WHAT YOU WILL DO
**1.** Transcribe the passage of the Ruby thread on removing duplicates from two lists, starting with "On May 10, 2007, at" and going on through "you’re after?".
**2.** Translate this sentence from the Ruby thread on removing duplicates from two lists into Spanish: "Everything else I’ve seen has been MUCH easier in Ruby."

How to remove dups from 2 lists?


#1

I’m trying to write some code that removes all elements from 2 lists
that
are in both lists. However, I don’t want any duplicates from each list
deleted also (which is what the array “-” operator does). The code I
have
now doesn’t handle restarting the current iteration for both loops when
a
match is found and deleted in both loops. Here’s the code:

def RemoveDupsFromLists ( list1 , list2 )
list1.each_index do | i |
list2.each_index do | j |
if list1[i] == list2[j]
list1.delete_at ( i )
list2.delete_at ( j )
end
end
end
return [ list1 , list2 ]
end

What’s weird is that doing this is easy in C (my first language), but
difficult in Ruby. Everything else I’ve seen has been MUCH easier in
Ruby.

Mike S.


#2

On May 10, 2007, at 10:18 PM, Mike S. wrote:

list1.each_index do | i |
What’s weird is that doing this is easy in C (my first language), but
difficult in Ruby. Everything else I’ve seen has been MUCH easier
in Ruby.

Mike S.

Having some examples might help, but is something like this what
you’re after?

a = %w[ a a a b b c ]
=> [“a”, “a”, “a”, “b”, “b”, “c”]

b = %w[ b c c c d ]
=> [“b”, “c”, “c”, “c”, “d”]

a + b
=> [“a”, “a”, “a”, “b”, “b”, “c”, “b”, “c”, “c”, “c”, “d”]

a | b
=> [“a”, “b”, “c”, “d”]

a - b
=> [“a”, “a”, “a”]

a & b
=> [“b”, “c”]

a - (a & b)
=> [“a”, “a”, “a”]

b - (a & b)
=> [“d”]

In particular, which do you expect from RemoveDupsFromLists( a, b )?

What I have for the last two expressions above:
=> [ [“a”, “a”, “a”], [“d”] ]

Or:
=> [ [“a”, “a”, “a”, “b”], [“c”, “c”, “d”] ]
because it works like canceling terms in a fraction:

[“a”, “a”, “a”, “b”, “b”, “c”]

                  ["b", "c", "c", "c", "d"]

Basically, write a test:

require ‘test/unit’
class RemoveDupsTest < Test::Unit::TestCase
def test_simple
list1 = [“a”, “a”, “a”, “b”, “b”, “c”]
list2 = [“b”, “c”, “c”, “c”, “d”]
expects = [ [,], [,] ] #<=== fill me it!

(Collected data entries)
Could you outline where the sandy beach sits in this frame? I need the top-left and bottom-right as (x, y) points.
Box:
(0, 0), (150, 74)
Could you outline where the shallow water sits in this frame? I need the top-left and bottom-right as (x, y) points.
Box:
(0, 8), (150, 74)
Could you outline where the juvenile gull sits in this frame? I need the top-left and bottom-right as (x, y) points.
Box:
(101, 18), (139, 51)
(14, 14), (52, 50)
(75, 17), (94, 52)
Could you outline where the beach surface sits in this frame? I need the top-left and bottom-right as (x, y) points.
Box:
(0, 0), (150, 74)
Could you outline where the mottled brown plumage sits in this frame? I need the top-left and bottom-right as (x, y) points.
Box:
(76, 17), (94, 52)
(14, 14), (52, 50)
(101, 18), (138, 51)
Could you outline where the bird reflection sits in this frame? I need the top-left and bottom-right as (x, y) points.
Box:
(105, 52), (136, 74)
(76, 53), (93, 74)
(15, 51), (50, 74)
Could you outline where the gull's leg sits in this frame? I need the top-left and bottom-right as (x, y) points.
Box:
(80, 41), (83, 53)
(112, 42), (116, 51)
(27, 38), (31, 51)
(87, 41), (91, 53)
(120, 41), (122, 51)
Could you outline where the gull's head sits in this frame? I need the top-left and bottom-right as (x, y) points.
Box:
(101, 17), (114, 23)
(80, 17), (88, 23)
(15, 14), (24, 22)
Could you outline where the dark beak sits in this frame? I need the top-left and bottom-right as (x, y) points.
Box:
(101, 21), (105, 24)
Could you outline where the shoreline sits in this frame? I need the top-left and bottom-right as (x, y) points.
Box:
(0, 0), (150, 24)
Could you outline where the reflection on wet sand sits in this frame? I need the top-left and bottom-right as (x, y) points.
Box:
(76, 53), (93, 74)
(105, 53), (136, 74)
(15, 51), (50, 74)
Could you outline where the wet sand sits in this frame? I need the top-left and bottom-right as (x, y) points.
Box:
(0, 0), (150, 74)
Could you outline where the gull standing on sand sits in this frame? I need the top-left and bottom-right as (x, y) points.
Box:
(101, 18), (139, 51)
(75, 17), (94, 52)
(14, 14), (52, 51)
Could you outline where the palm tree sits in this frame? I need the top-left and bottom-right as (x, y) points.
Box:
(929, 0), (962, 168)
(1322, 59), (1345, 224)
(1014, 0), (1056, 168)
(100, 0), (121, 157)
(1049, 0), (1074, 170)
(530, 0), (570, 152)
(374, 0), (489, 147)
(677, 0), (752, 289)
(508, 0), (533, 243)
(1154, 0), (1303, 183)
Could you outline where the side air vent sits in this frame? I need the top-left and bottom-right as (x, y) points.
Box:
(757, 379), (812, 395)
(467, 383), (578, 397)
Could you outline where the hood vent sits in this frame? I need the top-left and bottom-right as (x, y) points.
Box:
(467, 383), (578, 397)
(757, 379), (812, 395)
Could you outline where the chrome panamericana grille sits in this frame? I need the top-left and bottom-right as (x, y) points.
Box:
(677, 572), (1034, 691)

RESULTS
**1.**
On May 10, 2007, at 10:18 PM, Mike S. wrote:

list1.each_index do | i |
What’s weird is that doing this is easy in C (my first language), but
difficult in Ruby. Everything else I’ve seen has been MUCH easier
in Ruby.

Mike S.

Having some examples might help, but is something like this what
you’re after?

**2.** Todo lo demás que he visto ha sido MUCHO más fácil en Ruby.